> [EXERCISE GOAL] Return the records that run from the line containing "find every white" through the line containing "0,0,600,449", copying every line without any change.

> [PROVIDED INFORMATION]

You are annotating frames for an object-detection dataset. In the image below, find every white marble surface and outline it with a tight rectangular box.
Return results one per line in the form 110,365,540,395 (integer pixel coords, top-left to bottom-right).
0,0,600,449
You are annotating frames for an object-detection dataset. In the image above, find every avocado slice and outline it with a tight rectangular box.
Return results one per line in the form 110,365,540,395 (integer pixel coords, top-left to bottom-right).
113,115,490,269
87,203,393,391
...
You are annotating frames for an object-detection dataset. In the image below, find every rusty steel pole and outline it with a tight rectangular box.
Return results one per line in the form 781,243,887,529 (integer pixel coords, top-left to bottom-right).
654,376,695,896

> [ANSWER FOR THIS EXERCISE]
You are annotating frames for an object-detection dataset. In the image below, find every white marble surface and outline it with a tight rectangular box.
Return results one per line in the form 110,365,540,395 (integer pixel coords, top-left to bottom-right).
0,0,600,449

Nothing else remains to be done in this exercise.